提示本文 ->
:::::

中国のコロナ対策は、(1)海外からのウイルス逆輸入を防ぎつつ、(2)経済復興のためにかじを切る段階に突入しているように見受けられる。そのために、共産党指導部はコロナ情勢を把握し、トップダウンで指示を出すことに奔走している。
直近では4月15日、中央政治局常務委員が集まり、最高レベルで意思や政策を確認し合った。翌16日には中央新型肺炎疫病工作領導小組の座長を務める李克強首相が会議を収集。極め付きとして17日、中央政治局が会議を開き、前出2つの会議の結果を踏まえた上で、(1)と(2)に関して具体的な対策を審議した。
筆者から見ても、習近平総書記が司会を務めた4月17日の中央政治局会議は、コロナ情勢をめぐる党指導部の認識と今後に向けての動きを理解する上で極めて重要である。同会議が、同日に発表された第1四半期の経済情勢をめぐる統計を踏まえたものであること考えると、なおさらである。

:::::

提示データ ->

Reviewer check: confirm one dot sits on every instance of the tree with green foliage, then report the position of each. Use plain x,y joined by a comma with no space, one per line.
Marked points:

:::::

問題と課題 ->
**A)** 中国のコロナ対策についての本文で、4月15日から17日にかけて開かれた会議をすべて、日付を添えて挙げよ。
**B)** 中国のコロナ対策についての本文を、最後の文に続けて書き進めよ。

各問の解答 ->
**A)**
・4月15日：中央政治局常務委員が集まった会議
・4月16日：中央新型肺炎疫病工作領導小組の座長である李克強首相が開いた会議
・4月17日：習近平総書記が司会を務めた中央政治局会議

**B)**
3月から急回復の中国経済
海外のコロナまん延を懸念
国家統計局の発表によれば、コロナショックの影響を如実に受けた第1四半期の成長率はマイナス6.8%で、1992年に四半期ごとの統計を公表して以来、初めてのマイナス成長を記録した。ただ、これは全く想定内の結果だといえよう。当初は、マイナス2桁成長もあるのではという観測もあったが、実際にコロナの存在やまん延が公式に確認されたのは1月下旬であり、3月中旬以降には生産、労働活動の再開も見られたため、「経済が完全に止まっていたのは実際1カ月半程度であった」(国家発展改革委員会局長級幹部)模様である。
具体的に見ていくと、この期間、固定資産投資はマイナス16.1%(うち民間がマイナス18.8%)、全国不動産開発投資がマイナス7.7%、対外貿易はマイナス6.4%(うち輸出がマイナス11.4%、輸入がマイナス0.7%)、国民の可処分所得は8561元で、物価の変動分の影響を差し引いた場合マイナス3.9%となった。